# EXTRACT PROVIDED
You can do that, just ask people for consent to be recorded/taken a picture

drdaeman 2 days ago | parent [-]

> consent to be recorded/taken a picture

Taking a reference face image for vectorization - certainly. If I'll have a wearable device, I wouldn't mind asking, even explaining the setup, risk assessment, and so on. Right now I apologize that I would most likely not remember person's face anyway. Although I shouldn't have to because you don't have to do it for functionally 100% equivalent thing with your eyes.

Continuously scanning faces for matches against a private library, on device, zero transmissions and everything decent and respectful - how do you imagine consenting? A balloon above my head with a banner that goes like "sorry folks the meat in my head is wacky, so there's a machine that eyeballs y'all - no recordings, just some real-time processing that doesn't transmit or long-term store any results"? Even something like that probably won't cut it for a consent.

dgellow 2 days ago | parent [-]

Yeah, definitely difficult to envision how something like that would work if you have live crowd processing. FWIW someone close to me has a similar problem, I’ve seen how annoying it can be. I can see how a wearable would help but anything with cameras is causing friction with people expectation of privacy. I don’t know the correct way to balance that in your case, other than explicitly asking for consent before recording

drdaeman 2 days ago | parent [-]

To reiterate, my suggestion is to ignore the cameras and just focus on regulation and prohibition of actually harmful activities - that is, publication without depicted persons explicit consent. If some tiktok shitheads abuse the public trust and upload derogatory videos - fine them into selling those glasses and then some, duh. Make that a very public case to send a "we don't tolerate this" message to others. This focuses and addresses actual, real issues, and leaves legitimate use cases unhindered.

# STATED EXERCISE A
Reproduce the lines of the listing verbatim, from the line with "the yellow combine" to the line with "[1170, 389]", including both of those lines.
The comment thread above and the listing that comes after it are unrelated pieces of material.

# DATASET RECORDS
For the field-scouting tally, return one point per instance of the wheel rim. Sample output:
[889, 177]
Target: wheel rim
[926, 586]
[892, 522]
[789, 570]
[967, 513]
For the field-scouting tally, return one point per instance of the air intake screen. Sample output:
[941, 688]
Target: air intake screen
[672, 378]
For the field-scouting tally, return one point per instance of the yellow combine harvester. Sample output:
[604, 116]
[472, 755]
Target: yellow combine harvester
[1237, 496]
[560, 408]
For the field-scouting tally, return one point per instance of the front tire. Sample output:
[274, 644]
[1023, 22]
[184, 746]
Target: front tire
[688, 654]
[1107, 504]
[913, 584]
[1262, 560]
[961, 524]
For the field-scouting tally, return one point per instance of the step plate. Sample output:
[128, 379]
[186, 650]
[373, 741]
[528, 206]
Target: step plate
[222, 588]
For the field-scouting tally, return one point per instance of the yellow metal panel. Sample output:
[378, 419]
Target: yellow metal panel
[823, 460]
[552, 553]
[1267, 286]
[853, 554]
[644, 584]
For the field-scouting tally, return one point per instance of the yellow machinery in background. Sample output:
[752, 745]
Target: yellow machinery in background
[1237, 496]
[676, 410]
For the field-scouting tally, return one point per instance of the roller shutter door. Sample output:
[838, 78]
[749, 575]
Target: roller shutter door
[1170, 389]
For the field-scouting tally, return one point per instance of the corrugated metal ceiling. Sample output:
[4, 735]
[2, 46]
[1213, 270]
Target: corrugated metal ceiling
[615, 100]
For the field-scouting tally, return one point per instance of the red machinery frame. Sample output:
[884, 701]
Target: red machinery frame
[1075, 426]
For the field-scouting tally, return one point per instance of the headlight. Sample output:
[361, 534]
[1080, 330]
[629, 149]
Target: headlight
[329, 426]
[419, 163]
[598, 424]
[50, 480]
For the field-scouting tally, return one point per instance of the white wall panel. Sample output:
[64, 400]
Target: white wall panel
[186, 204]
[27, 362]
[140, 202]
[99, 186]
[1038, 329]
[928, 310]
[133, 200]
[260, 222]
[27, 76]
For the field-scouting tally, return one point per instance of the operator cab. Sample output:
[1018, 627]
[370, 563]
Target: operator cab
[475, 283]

# STATED EXERCISE B
In the comment thread, what activity does drdaeman say should be regulated and prohibited instead of the cameras?

# SOLUTION A
For the field-scouting tally, return one point per instance of the yellow combine harvester. Sample output:
[604, 116]
[472, 755]
Target: yellow combine harvester
[1237, 496]
[560, 408]
For the field-scouting tally, return one point per instance of the front tire. Sample output:
[274, 644]
[1023, 22]
[184, 746]
Target: front tire
[688, 654]
[1107, 504]
[913, 584]
[1262, 560]
[961, 524]
For the field-scouting tally, return one point per instance of the step plate. Sample output:
[128, 379]
[186, 650]
[373, 741]
[528, 206]
Target: step plate
[222, 588]
For the field-scouting tally, return one point per instance of the yellow metal panel. Sample output:
[378, 419]
Target: yellow metal panel
[823, 460]
[552, 553]
[1267, 286]
[853, 554]
[644, 584]
For the field-scouting tally, return one point per instance of the yellow machinery in background. Sample output:
[752, 745]
Target: yellow machinery in background
[1237, 496]
[676, 410]
For the field-scouting tally, return one point per instance of the roller shutter door. Sample output:
[838, 78]
[749, 575]
Target: roller shutter door
[1170, 389]

# SOLUTION B
Publication without the depicted persons' explicit consent.